:: What is needed ::
Every entry must be echoed exactly.
^^^^^^^^
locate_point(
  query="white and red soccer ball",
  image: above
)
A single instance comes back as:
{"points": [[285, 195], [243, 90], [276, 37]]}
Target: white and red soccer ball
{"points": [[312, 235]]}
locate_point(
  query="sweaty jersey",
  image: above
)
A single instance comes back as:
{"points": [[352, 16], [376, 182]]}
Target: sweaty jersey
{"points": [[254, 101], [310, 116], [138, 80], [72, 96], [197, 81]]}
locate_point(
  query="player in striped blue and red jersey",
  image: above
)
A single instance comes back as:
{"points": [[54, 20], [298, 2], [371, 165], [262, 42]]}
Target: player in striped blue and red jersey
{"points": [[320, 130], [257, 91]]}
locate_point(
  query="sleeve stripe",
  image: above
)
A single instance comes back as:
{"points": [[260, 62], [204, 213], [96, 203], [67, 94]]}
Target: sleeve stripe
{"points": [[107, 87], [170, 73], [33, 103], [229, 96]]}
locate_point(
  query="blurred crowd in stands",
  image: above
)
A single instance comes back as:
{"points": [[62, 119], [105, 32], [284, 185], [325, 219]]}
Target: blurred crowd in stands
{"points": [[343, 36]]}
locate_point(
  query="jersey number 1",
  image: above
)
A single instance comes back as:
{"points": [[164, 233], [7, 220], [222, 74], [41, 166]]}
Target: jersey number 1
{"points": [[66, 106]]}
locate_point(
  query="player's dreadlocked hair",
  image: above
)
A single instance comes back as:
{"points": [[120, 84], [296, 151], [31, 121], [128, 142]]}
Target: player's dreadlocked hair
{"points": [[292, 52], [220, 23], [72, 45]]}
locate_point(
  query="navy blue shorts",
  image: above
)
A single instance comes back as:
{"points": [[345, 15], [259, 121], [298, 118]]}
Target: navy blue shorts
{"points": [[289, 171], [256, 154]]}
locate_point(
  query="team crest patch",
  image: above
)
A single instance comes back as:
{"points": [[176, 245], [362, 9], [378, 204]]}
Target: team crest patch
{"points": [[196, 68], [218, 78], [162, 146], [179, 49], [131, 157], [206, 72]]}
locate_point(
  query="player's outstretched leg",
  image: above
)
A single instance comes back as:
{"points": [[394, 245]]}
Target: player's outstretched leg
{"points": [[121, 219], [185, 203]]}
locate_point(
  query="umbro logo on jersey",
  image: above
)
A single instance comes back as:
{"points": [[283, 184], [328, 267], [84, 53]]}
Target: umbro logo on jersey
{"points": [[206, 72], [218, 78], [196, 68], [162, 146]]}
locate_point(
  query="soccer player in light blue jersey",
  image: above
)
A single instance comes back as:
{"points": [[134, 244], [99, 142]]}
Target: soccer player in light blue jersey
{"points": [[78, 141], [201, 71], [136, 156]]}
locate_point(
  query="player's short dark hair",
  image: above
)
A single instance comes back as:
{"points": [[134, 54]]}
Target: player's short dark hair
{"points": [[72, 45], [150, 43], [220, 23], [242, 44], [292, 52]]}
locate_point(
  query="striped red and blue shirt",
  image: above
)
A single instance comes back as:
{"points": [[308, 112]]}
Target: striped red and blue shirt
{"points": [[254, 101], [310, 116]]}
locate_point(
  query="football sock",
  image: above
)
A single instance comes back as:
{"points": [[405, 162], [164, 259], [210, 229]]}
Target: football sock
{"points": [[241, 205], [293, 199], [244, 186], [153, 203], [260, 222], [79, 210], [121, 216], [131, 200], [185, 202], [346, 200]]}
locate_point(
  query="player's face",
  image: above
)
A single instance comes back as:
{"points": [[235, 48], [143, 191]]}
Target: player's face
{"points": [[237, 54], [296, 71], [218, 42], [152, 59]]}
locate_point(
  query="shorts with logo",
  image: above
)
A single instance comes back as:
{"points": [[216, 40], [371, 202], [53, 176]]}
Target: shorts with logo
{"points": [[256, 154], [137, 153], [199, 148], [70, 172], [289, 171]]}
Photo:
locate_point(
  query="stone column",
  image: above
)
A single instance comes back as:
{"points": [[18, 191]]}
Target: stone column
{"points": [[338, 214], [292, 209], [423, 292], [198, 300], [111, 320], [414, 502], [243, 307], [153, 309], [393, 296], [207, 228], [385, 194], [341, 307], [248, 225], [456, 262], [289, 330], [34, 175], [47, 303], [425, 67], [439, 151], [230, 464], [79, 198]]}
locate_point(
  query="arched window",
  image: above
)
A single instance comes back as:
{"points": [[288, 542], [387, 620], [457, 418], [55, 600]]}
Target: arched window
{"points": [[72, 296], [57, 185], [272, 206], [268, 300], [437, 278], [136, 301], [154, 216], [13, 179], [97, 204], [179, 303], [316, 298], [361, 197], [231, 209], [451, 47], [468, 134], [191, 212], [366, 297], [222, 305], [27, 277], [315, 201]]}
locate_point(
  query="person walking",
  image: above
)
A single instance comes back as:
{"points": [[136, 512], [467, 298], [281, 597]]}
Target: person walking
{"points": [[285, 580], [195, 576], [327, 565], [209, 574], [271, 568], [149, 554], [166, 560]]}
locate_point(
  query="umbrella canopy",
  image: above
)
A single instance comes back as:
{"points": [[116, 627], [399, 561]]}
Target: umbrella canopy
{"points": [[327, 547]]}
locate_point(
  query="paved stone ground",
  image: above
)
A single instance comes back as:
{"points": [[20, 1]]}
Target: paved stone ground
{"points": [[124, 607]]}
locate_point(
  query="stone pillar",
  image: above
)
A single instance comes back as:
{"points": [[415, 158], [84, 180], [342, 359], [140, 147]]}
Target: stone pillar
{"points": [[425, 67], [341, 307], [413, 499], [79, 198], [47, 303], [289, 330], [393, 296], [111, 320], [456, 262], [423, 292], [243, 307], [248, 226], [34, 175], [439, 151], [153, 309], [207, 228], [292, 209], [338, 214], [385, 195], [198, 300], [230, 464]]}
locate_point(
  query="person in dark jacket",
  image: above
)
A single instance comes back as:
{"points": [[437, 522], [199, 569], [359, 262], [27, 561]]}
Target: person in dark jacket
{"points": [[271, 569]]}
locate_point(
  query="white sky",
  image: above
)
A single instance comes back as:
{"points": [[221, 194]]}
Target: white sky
^^^^^^^^
:: Exercise response ::
locate_point(
  query="white and red soccer ball",
  image: above
)
A single instance comes back as:
{"points": [[285, 195], [243, 90], [276, 37]]}
Target: white and red soccer ball
{"points": [[312, 235]]}
locate_point(
  query="sweaty jersey",
  image: above
)
A single instance comes back as:
{"points": [[352, 16], [376, 182]]}
Target: sweaty jersey
{"points": [[254, 101], [310, 116], [138, 80], [72, 96], [197, 81]]}
locate_point(
  query="player in striped blue and red jersey",
  image: above
)
A single instance comes back as:
{"points": [[54, 20], [298, 2], [371, 165], [262, 42]]}
Target: player in striped blue and red jersey
{"points": [[320, 130], [257, 91]]}
locate_point(
  query="sleeve stripe",
  image: above
)
A single instance comes back as:
{"points": [[260, 62], [204, 213], [96, 203], [67, 94]]}
Target: sleeve stripe
{"points": [[107, 87], [170, 73], [33, 103], [229, 96]]}
locate_point(
  query="blurred crowd in stands",
  image: above
)
A single instance comes back as:
{"points": [[62, 119], [105, 32], [284, 185], [325, 219]]}
Target: blurred crowd in stands
{"points": [[343, 36]]}
locate_point(
  query="jersey number 1",
  image: above
)
A single instance comes back as:
{"points": [[164, 233], [7, 220], [222, 74], [41, 166]]}
Target: jersey number 1
{"points": [[66, 106]]}
locate_point(
  query="player's dreadlocked hair",
  image: above
)
A single instance comes back as:
{"points": [[120, 84], [296, 151], [31, 121], [128, 142]]}
Target: player's dreadlocked hair
{"points": [[292, 52], [220, 23], [72, 45]]}
locate_point(
  query="navy blue shorts",
  image: above
)
A single instance comes back as:
{"points": [[345, 15], [259, 121], [298, 118]]}
Target: navy blue shorts
{"points": [[289, 171], [256, 154]]}
locate_point(
  query="team crest patch",
  image: above
)
A single instance comes back as:
{"points": [[176, 245], [362, 9], [378, 204]]}
Target: team crest patch
{"points": [[196, 68], [218, 78], [162, 146], [179, 49], [131, 157], [206, 72]]}
locate_point(
  query="player's outstretched leg",
  image: above
)
A single instance comes back as:
{"points": [[394, 245]]}
Target: player's outstretched leg
{"points": [[121, 219], [185, 203]]}
locate_point(
  query="umbro logo on jersey",
  image: above
)
A single instance comes back as:
{"points": [[283, 184], [328, 267], [84, 53]]}
Target: umbro logo on jersey
{"points": [[206, 72], [218, 78], [196, 68], [162, 146]]}
locate_point(
  query="soccer player in light blue jersey",
  image: above
)
A single instance comes back as:
{"points": [[134, 244], [99, 142]]}
Target: soccer player in light blue jersey
{"points": [[78, 141], [201, 71], [136, 156]]}
locate_point(
  query="player's short dark hair",
  image: above
)
A single instance comes back as:
{"points": [[134, 54]]}
Target: player's short dark hair
{"points": [[72, 45], [150, 43], [220, 23], [242, 44], [292, 52]]}
locate_point(
  query="striped red and blue shirt",
  image: above
)
A single instance comes back as:
{"points": [[308, 112]]}
Target: striped red and blue shirt
{"points": [[254, 101], [310, 116]]}
locate_point(
  query="football sock",
  image: above
)
A single instance comes back as:
{"points": [[405, 162], [164, 259], [210, 229]]}
Target: football sock
{"points": [[241, 205], [293, 199], [244, 186], [153, 203], [260, 222], [79, 210], [121, 216], [131, 200], [185, 202], [346, 200]]}
locate_point(
  query="player's face",
  image: above
)
A single instance comes back as:
{"points": [[235, 48], [143, 191]]}
Target: player's face
{"points": [[237, 54], [296, 71], [218, 42], [152, 59]]}
locate_point(
  query="shorts with logo",
  image: above
)
A single instance comes back as:
{"points": [[216, 40], [371, 202], [53, 176]]}
Target: shorts with logo
{"points": [[256, 154], [137, 153], [199, 148], [70, 172], [289, 171]]}
Photo:
locate_point(
  query="stone column",
  image: above
)
A single instance comes back as:
{"points": [[18, 191]]}
Target: stone column
{"points": [[338, 214], [292, 209], [423, 292], [198, 300], [111, 320], [414, 502], [243, 307], [153, 309], [393, 296], [207, 228], [385, 194], [341, 307], [248, 225], [456, 262], [289, 330], [34, 175], [47, 303], [425, 67], [439, 151], [230, 464], [79, 198]]}
locate_point(
  query="arched window",
  image: above
)
A single instance comes back as:
{"points": [[288, 542], [387, 620], [457, 418], [55, 600]]}
Target: arched window
{"points": [[72, 296], [57, 185], [272, 206], [268, 300], [437, 278], [136, 301], [154, 216], [13, 179], [97, 204], [179, 303], [316, 298], [361, 197], [231, 209], [451, 47], [468, 134], [191, 212], [366, 297], [222, 305], [27, 277], [315, 201]]}
locate_point(
  query="person walking",
  image: above
)
A single instance comes back as:
{"points": [[136, 512], [467, 298], [281, 597]]}
Target: person walking
{"points": [[285, 580], [195, 576], [327, 565], [209, 574], [271, 568], [149, 554], [166, 560]]}
locate_point(
  query="umbrella canopy",
  image: above
)
A single instance comes back as:
{"points": [[116, 627], [399, 561]]}
Target: umbrella canopy
{"points": [[327, 547]]}
locate_point(
  query="paved stone ground",
  image: above
)
A single instance comes back as:
{"points": [[20, 1]]}
Target: paved stone ground
{"points": [[124, 607]]}
locate_point(
  query="stone pillar",
  image: above
)
A single instance comes back as:
{"points": [[415, 158], [84, 180], [342, 359], [140, 147]]}
Target: stone pillar
{"points": [[425, 67], [341, 307], [413, 499], [79, 198], [47, 303], [289, 330], [393, 296], [111, 320], [456, 262], [423, 292], [243, 307], [248, 226], [34, 175], [439, 151], [153, 309], [207, 228], [292, 209], [338, 214], [385, 195], [198, 300], [230, 464]]}
locate_point(
  query="person in dark jacket",
  image: above
)
A single instance comes back as:
{"points": [[437, 522], [199, 569], [359, 262], [27, 561]]}
Target: person in dark jacket
{"points": [[271, 569]]}
locate_point(
  query="white sky",
  image: above
)
A single instance comes back as:
{"points": [[221, 194]]}
Target: white sky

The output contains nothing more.